Source information Start Marker

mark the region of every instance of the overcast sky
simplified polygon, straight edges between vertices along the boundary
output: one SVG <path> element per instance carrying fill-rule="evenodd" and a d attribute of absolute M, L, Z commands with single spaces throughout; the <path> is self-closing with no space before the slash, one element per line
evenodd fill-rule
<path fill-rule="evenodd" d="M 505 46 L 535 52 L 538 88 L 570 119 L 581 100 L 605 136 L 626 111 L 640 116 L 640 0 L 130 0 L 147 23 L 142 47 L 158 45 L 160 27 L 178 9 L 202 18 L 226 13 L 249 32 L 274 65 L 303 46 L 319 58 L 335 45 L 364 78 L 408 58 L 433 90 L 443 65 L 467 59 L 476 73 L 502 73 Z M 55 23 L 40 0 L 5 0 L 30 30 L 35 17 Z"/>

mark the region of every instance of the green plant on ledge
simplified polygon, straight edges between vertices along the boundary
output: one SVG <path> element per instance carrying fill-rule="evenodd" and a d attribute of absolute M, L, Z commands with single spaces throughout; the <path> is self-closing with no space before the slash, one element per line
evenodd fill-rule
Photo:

Source information End Marker

» **Exercise**
Word for word, copy out all the data given above.

» **Problem solution**
mark the region of every instance of the overcast sky
simplified polygon, straight edges between vertices along the boundary
output: one SVG <path> element per instance carrying fill-rule="evenodd" and a d attribute of absolute M, L, Z commands with single spaces throughout; the <path> is self-closing with no space before the slash, one element per line
evenodd fill-rule
<path fill-rule="evenodd" d="M 505 46 L 535 52 L 538 88 L 570 119 L 581 100 L 605 136 L 626 111 L 640 116 L 640 0 L 130 0 L 147 23 L 142 47 L 158 45 L 160 27 L 178 9 L 202 18 L 226 13 L 249 32 L 274 65 L 303 46 L 319 58 L 335 45 L 364 78 L 408 58 L 433 90 L 443 65 L 467 59 L 476 73 L 502 73 Z M 55 23 L 40 0 L 5 0 L 30 30 L 35 17 Z"/>

mark the region of every instance of the green plant on ledge
simplified polygon, straight edges between vertices along the boundary
output: one SVG <path> element per instance carrying fill-rule="evenodd" and a d attribute of absolute M, L, Z commands with single spaces throughout; the <path> is self-closing with no space before the slash, one element per line
evenodd fill-rule
Photo:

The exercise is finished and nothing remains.